Given instruction:
Please copy the material below word for word, from the line containing "Mark a point on each instance of the crossed-pattern" through the line containing "x=471, y=288", including both of those lines. Leave the pictures out.

===== Input material =====

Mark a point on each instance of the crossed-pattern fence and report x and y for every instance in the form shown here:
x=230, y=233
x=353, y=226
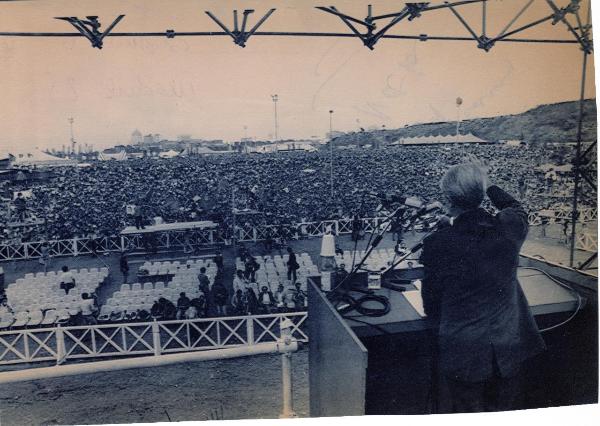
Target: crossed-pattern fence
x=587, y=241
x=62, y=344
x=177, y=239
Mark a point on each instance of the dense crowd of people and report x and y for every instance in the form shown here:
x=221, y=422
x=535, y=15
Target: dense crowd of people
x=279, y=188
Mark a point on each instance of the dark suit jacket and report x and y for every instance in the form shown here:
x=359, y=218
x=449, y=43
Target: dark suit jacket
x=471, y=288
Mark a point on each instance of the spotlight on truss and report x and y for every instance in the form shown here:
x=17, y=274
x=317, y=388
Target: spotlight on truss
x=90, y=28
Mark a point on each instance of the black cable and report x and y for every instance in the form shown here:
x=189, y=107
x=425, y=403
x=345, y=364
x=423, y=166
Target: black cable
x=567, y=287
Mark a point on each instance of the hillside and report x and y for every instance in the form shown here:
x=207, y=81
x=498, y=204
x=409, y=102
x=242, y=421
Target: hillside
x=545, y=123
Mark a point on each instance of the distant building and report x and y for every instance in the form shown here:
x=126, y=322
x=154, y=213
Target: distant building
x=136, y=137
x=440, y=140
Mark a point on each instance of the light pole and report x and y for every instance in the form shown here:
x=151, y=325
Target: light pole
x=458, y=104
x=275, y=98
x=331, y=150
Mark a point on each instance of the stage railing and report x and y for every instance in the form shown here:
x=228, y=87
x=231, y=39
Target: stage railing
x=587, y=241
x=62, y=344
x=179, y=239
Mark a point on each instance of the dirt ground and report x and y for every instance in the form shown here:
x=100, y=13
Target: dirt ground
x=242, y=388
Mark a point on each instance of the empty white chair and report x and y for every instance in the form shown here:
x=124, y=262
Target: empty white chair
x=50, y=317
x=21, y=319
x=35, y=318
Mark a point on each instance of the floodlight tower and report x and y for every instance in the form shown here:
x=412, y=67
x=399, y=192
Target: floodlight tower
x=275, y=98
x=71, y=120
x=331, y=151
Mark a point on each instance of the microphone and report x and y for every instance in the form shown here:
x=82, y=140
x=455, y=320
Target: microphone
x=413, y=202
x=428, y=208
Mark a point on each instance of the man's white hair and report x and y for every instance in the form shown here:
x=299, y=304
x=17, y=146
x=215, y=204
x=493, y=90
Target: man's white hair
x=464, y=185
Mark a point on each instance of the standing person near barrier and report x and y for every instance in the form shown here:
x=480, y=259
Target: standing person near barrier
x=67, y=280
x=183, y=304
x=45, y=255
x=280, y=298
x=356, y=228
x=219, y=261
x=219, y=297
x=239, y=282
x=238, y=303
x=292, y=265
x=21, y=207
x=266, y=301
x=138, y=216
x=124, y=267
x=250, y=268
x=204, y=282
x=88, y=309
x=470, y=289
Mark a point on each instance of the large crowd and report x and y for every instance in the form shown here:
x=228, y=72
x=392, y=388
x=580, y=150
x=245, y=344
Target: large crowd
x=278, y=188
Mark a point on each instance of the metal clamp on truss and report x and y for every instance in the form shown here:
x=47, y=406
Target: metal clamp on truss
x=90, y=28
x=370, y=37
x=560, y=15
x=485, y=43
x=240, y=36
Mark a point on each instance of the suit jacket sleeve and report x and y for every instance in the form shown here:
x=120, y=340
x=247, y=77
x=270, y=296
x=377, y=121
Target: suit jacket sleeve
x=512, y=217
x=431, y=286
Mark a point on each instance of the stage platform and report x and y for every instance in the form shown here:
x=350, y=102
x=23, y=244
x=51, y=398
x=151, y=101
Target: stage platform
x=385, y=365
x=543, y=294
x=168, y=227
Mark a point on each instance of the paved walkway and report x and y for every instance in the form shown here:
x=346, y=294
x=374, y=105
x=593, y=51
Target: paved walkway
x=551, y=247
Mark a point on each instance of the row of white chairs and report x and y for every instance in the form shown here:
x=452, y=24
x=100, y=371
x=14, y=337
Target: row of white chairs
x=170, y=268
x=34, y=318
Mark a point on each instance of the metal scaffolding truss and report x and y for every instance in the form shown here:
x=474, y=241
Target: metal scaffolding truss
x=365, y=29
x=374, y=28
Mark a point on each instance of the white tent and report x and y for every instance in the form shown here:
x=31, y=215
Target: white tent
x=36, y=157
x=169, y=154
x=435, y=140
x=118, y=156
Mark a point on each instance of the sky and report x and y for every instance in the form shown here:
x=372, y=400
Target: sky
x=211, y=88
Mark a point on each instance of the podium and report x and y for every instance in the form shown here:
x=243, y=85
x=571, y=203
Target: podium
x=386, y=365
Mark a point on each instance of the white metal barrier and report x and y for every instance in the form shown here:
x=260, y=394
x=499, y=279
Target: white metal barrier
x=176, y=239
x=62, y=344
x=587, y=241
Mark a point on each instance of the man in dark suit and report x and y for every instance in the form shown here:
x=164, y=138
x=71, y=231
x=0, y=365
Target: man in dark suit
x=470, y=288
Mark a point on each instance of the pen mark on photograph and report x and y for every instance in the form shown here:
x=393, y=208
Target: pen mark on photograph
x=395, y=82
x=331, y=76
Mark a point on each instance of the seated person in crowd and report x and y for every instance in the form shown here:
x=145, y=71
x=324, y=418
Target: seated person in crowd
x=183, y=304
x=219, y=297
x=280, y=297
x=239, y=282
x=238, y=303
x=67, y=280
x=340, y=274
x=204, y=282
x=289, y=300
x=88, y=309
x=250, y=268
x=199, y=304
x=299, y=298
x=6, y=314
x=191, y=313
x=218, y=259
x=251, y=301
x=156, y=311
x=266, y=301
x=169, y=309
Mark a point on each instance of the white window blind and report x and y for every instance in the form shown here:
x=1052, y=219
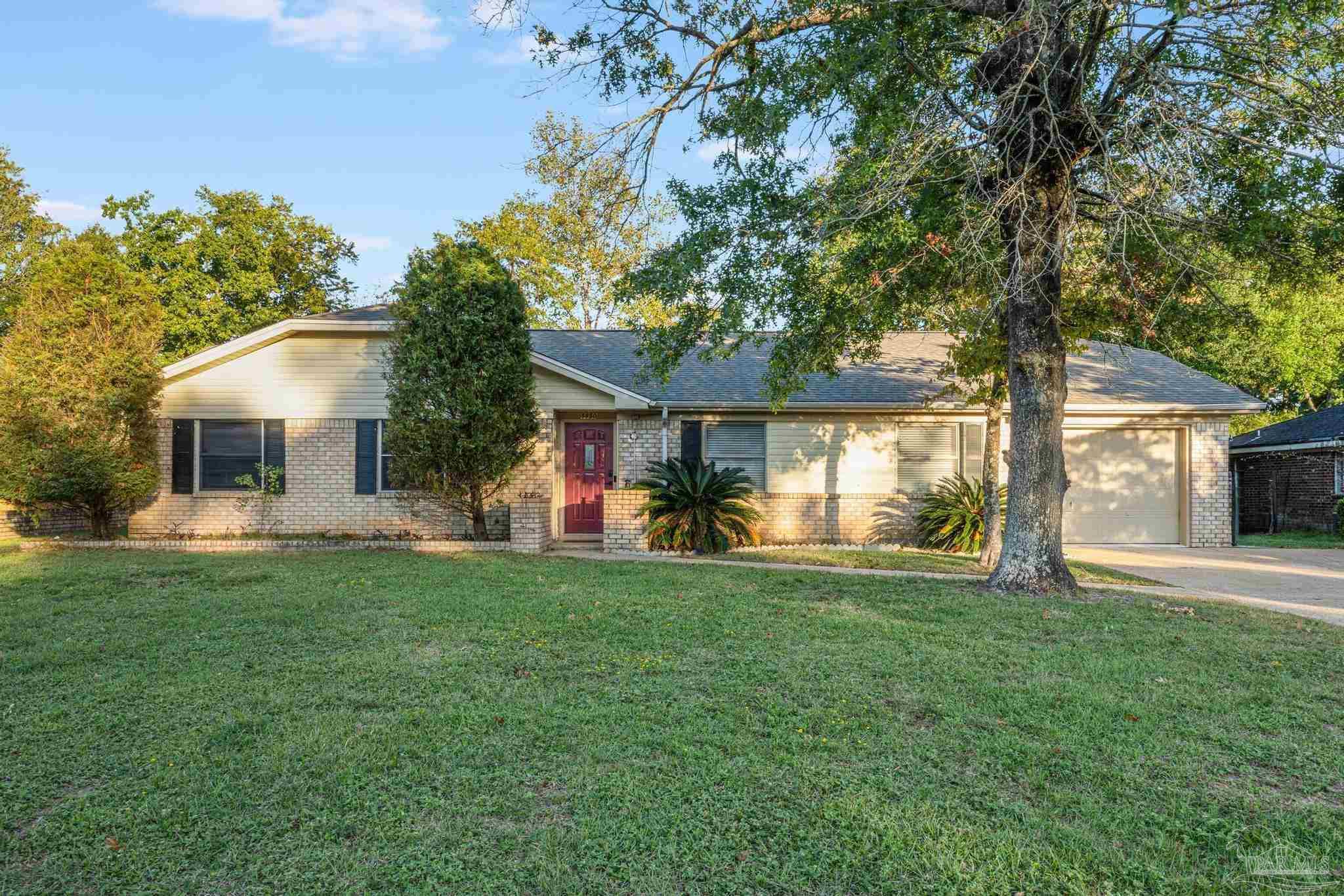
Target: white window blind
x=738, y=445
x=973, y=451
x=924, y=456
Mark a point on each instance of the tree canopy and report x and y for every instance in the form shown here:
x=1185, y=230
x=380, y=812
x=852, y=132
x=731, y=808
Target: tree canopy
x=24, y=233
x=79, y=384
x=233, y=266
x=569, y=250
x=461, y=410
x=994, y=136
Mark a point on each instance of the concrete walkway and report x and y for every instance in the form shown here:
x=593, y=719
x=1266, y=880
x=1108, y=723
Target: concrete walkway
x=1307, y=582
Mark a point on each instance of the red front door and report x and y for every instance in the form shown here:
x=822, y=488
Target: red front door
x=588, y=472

=====
===== Input material =====

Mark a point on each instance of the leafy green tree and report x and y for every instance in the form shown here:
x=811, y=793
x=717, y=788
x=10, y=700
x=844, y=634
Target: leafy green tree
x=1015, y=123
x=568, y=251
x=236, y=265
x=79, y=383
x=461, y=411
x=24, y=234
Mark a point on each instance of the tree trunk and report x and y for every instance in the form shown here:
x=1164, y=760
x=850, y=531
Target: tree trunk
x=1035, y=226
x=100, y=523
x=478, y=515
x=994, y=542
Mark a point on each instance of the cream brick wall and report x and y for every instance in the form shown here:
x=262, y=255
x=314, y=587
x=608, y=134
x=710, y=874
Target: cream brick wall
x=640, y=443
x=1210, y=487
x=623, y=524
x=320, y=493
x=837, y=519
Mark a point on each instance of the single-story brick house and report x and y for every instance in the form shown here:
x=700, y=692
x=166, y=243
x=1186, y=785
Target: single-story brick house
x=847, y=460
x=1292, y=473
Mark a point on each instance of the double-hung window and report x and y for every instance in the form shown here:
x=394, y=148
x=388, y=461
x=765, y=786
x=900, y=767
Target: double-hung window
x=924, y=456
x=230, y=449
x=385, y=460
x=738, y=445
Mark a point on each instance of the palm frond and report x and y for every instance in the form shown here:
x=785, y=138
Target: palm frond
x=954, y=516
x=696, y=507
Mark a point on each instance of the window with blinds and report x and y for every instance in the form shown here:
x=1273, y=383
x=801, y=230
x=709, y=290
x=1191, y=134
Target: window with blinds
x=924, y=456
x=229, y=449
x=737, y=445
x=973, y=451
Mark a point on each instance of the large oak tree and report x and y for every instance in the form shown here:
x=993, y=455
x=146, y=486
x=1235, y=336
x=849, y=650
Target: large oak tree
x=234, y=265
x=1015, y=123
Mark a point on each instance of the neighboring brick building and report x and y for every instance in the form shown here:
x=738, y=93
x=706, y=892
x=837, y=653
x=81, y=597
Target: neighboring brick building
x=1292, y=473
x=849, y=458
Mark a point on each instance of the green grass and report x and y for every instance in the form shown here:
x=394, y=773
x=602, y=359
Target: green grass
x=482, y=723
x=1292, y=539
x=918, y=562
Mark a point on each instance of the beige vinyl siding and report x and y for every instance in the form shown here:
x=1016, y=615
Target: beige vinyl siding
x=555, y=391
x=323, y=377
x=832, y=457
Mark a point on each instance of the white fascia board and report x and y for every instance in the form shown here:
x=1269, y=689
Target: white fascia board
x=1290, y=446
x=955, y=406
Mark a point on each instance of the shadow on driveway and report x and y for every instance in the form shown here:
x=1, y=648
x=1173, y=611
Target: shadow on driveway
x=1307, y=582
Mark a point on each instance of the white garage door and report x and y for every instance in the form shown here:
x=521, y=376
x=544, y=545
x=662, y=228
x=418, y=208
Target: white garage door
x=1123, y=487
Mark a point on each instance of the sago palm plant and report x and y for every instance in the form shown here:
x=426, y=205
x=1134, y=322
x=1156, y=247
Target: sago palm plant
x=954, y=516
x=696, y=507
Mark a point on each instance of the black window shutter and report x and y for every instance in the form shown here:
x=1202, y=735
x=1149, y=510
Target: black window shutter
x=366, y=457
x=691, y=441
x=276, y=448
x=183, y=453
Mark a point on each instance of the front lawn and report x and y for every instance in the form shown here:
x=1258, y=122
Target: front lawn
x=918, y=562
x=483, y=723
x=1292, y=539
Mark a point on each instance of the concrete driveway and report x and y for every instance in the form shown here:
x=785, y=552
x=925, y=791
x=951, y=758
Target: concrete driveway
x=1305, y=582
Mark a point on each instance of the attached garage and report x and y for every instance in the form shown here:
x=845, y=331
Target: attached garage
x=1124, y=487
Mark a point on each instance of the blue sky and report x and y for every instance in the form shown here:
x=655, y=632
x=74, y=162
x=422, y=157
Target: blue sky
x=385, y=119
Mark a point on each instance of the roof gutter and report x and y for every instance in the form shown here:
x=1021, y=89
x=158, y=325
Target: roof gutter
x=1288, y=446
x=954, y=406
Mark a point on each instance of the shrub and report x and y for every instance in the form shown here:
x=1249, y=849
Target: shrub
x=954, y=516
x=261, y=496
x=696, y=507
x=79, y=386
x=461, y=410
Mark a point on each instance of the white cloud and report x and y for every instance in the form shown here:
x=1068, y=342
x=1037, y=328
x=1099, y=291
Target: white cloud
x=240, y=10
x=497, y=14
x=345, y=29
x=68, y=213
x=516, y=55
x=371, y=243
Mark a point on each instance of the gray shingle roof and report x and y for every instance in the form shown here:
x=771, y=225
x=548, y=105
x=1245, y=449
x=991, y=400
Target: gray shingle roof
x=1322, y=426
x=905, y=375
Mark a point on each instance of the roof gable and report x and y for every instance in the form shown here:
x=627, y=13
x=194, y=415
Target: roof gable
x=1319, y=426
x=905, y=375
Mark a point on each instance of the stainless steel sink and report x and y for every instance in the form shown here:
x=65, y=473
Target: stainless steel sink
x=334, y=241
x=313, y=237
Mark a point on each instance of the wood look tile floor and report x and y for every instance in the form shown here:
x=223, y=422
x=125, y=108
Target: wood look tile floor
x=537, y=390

=====
===== Input material =====

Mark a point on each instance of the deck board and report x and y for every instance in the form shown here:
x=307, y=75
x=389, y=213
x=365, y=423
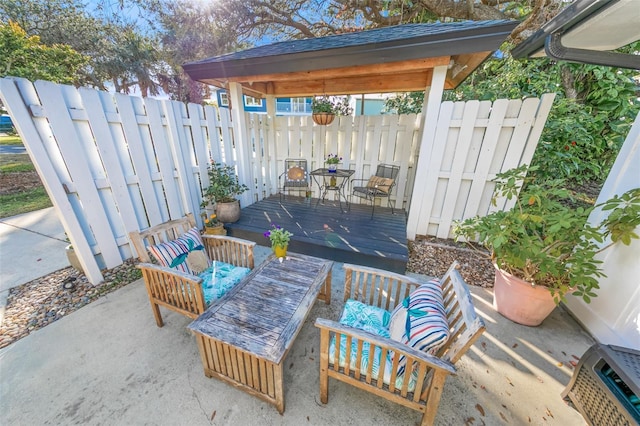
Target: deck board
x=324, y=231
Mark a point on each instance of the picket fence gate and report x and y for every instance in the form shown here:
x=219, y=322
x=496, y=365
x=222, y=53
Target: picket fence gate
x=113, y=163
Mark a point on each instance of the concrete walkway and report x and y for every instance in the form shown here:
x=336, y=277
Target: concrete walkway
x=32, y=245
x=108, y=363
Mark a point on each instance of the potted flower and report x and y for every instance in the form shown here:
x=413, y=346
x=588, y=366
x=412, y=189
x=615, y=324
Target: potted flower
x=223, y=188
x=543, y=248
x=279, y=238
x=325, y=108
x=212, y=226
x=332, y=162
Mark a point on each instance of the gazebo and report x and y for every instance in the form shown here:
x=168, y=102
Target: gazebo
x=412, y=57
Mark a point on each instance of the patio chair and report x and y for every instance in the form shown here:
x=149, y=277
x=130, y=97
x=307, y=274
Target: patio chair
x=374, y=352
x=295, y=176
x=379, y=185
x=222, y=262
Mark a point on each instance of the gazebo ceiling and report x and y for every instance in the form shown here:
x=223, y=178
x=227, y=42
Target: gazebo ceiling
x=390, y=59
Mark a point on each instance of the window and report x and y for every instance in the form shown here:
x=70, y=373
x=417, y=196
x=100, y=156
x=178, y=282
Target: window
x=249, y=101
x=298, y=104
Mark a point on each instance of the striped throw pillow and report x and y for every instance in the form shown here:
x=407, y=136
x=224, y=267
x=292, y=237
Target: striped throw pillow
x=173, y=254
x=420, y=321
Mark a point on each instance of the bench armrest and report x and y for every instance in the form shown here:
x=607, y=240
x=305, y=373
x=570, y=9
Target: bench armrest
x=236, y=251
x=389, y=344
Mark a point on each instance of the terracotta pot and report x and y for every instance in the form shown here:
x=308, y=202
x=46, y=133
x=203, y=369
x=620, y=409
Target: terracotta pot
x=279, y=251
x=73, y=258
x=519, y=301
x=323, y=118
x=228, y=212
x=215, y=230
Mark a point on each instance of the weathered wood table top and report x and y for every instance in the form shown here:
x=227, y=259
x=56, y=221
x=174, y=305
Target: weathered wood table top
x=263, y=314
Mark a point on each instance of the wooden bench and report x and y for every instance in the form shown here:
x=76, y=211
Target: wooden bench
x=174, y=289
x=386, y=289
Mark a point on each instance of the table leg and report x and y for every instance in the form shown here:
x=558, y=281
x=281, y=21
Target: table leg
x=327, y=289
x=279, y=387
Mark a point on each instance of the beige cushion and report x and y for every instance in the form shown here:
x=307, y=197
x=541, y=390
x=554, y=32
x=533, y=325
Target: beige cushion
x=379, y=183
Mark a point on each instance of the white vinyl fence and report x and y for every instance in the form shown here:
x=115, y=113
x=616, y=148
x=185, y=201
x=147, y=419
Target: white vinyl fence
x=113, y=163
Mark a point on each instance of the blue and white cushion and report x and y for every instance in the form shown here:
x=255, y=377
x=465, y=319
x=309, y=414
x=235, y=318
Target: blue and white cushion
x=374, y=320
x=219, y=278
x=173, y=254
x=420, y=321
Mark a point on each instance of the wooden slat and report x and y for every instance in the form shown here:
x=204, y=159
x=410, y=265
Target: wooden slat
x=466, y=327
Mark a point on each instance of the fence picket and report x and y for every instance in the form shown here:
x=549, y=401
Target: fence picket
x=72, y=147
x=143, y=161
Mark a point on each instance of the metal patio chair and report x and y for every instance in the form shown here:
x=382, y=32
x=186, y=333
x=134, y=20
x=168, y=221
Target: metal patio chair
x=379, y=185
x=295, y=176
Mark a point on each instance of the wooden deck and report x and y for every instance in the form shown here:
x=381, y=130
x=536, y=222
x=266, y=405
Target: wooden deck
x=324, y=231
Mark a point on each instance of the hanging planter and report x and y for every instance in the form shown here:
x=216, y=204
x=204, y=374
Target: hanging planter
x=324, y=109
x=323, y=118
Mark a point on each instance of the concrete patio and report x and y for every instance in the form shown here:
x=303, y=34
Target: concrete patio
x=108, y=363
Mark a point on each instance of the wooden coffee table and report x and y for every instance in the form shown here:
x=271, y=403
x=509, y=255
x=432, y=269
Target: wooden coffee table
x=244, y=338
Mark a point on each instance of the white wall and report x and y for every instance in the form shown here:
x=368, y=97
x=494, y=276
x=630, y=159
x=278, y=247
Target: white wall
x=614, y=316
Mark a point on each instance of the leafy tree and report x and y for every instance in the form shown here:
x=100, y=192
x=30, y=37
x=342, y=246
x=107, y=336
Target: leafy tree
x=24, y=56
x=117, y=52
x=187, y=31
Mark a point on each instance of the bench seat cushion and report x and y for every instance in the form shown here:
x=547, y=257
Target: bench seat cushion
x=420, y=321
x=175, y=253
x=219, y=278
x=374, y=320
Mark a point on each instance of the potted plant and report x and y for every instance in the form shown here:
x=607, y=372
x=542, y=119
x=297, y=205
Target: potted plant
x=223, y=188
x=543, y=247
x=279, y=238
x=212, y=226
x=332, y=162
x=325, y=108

=====

Reply to the task:
Mark a point on each instance of the crossed-pattern fence and report x and y for every instance in the form shown here:
x=230, y=233
x=353, y=226
Target: crossed-pattern fence
x=587, y=241
x=62, y=344
x=177, y=239
Mark a point on each instance of the dense crowd of people and report x and y for every instance in the form shown here:
x=221, y=422
x=535, y=15
Target: dense crowd of people
x=279, y=188
Mark a point on each instance of the dark suit jacket and report x and y for every instance in the form shown here:
x=359, y=218
x=449, y=43
Target: dark suit jacket
x=471, y=288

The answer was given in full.